## The exercise
Copy each line of the following records exactly as it appears.

[Records]
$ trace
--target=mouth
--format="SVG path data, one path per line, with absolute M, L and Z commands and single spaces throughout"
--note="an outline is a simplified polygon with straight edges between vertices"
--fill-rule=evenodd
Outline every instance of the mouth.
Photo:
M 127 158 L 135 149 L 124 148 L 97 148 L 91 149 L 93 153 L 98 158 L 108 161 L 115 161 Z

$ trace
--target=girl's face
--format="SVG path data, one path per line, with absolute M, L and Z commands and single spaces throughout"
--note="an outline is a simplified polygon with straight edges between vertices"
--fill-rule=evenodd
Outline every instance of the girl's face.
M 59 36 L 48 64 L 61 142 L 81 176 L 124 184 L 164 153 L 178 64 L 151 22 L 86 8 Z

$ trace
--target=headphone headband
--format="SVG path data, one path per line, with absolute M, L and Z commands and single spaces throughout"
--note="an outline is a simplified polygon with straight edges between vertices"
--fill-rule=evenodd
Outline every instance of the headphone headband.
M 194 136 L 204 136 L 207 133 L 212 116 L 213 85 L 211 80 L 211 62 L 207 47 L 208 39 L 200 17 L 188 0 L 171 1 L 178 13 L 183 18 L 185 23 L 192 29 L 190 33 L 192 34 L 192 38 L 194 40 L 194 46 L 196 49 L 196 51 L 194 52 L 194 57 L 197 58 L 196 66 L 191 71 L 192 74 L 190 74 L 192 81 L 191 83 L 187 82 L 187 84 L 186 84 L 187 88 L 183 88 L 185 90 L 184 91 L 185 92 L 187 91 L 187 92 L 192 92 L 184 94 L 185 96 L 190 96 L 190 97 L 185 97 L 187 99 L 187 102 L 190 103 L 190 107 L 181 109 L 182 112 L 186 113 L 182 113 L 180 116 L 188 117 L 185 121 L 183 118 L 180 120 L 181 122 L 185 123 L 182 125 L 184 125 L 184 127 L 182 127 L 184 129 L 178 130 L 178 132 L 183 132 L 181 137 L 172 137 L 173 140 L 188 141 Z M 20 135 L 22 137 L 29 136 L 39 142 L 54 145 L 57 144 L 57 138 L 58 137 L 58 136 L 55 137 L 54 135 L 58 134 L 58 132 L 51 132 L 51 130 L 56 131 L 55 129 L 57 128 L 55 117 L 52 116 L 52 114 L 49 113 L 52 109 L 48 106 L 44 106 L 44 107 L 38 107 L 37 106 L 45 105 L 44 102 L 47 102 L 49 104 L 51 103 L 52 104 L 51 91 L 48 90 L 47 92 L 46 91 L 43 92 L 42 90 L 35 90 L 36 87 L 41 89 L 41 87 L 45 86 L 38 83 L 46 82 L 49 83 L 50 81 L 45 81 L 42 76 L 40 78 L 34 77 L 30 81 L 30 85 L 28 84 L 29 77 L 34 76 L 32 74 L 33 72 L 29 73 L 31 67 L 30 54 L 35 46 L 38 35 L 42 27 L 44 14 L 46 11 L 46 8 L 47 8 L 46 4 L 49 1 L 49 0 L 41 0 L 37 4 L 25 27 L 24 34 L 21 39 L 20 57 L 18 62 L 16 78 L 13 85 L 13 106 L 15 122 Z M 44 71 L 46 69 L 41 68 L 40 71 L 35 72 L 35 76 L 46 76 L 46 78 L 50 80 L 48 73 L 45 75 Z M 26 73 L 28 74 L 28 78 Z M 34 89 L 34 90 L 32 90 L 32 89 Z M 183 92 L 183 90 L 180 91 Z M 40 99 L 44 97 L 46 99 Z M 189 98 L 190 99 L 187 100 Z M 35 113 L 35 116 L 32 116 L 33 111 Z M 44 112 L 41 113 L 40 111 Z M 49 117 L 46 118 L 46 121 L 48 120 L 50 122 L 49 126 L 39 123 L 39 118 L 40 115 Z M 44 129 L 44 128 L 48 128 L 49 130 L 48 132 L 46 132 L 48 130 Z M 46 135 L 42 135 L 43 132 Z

## Answer below
$ trace
--target=mouth
--format="SVG path data, one path per line, with absolute M, L and Z commands and single spaces throughout"
--note="an outline is a simplified polygon with straight edges between vertices"
--fill-rule=evenodd
Outline every instance of the mouth.
Photo:
M 127 158 L 135 149 L 124 148 L 97 148 L 91 149 L 93 153 L 98 158 L 108 161 L 115 161 Z

$ trace
--target=girl's face
--format="SVG path data, one path per line, with absolute M, L and Z commands and single spaces throughout"
--note="an outline is a simplified polygon with straight edges between vertices"
--fill-rule=evenodd
Outline every instance of the girl's face.
M 59 36 L 48 64 L 61 142 L 81 176 L 124 184 L 164 153 L 178 64 L 151 22 L 86 8 Z

$ trace
--target=headphone headband
--format="SVG path data, one path per line, with absolute M, L and Z commands and single spaces throughout"
--note="an outline is a simplified polygon with straight edges between vertices"
--fill-rule=evenodd
Outline every instance of the headphone headband.
M 194 136 L 204 136 L 207 133 L 212 116 L 213 85 L 211 80 L 211 62 L 207 47 L 208 39 L 200 17 L 188 0 L 171 1 L 178 13 L 183 18 L 185 23 L 192 29 L 190 33 L 192 34 L 192 38 L 194 40 L 194 46 L 196 49 L 196 51 L 194 52 L 194 57 L 197 58 L 196 66 L 191 71 L 192 74 L 190 74 L 192 81 L 191 83 L 187 82 L 187 84 L 186 84 L 187 88 L 183 88 L 185 90 L 184 91 L 185 92 L 187 91 L 187 92 L 192 92 L 184 94 L 185 96 L 190 96 L 190 97 L 185 97 L 187 99 L 187 102 L 190 103 L 190 107 L 181 109 L 182 112 L 186 113 L 182 113 L 180 116 L 188 117 L 185 121 L 183 118 L 180 120 L 181 122 L 185 123 L 182 125 L 184 125 L 184 127 L 182 127 L 184 129 L 178 130 L 178 132 L 183 132 L 181 137 L 172 137 L 173 140 L 188 141 Z M 20 135 L 22 137 L 29 136 L 39 142 L 54 145 L 57 144 L 57 138 L 58 137 L 58 136 L 55 137 L 54 135 L 58 134 L 58 132 L 51 132 L 51 130 L 56 131 L 55 129 L 57 128 L 55 117 L 52 116 L 52 114 L 49 113 L 52 109 L 48 106 L 44 106 L 44 107 L 38 107 L 37 106 L 45 105 L 44 102 L 47 102 L 49 104 L 51 103 L 52 104 L 51 91 L 48 90 L 47 92 L 46 91 L 43 92 L 42 90 L 35 90 L 36 87 L 41 89 L 41 87 L 45 86 L 38 83 L 46 82 L 49 83 L 50 81 L 45 81 L 42 76 L 40 78 L 34 77 L 30 81 L 30 85 L 28 84 L 29 77 L 34 76 L 32 74 L 33 72 L 29 73 L 31 67 L 30 54 L 35 46 L 38 35 L 42 27 L 44 14 L 46 11 L 46 8 L 47 8 L 46 4 L 49 1 L 49 0 L 41 0 L 37 4 L 25 27 L 24 34 L 21 39 L 20 57 L 18 62 L 16 78 L 13 85 L 13 106 L 15 122 Z M 44 71 L 46 69 L 41 68 L 40 71 L 35 72 L 35 76 L 46 76 L 46 78 L 50 80 L 48 73 L 45 75 Z M 26 73 L 28 74 L 28 78 Z M 34 89 L 34 90 L 32 90 L 32 89 Z M 183 92 L 183 90 L 180 91 Z M 40 99 L 44 97 L 46 99 Z M 189 98 L 190 99 L 187 100 Z M 35 113 L 35 116 L 32 116 L 33 111 Z M 44 112 L 41 113 L 40 111 Z M 49 117 L 46 118 L 46 121 L 48 120 L 50 122 L 49 126 L 39 123 L 39 118 L 40 115 Z M 44 129 L 44 128 L 48 128 L 49 130 L 48 132 L 46 132 L 48 130 Z M 46 135 L 42 135 L 43 132 Z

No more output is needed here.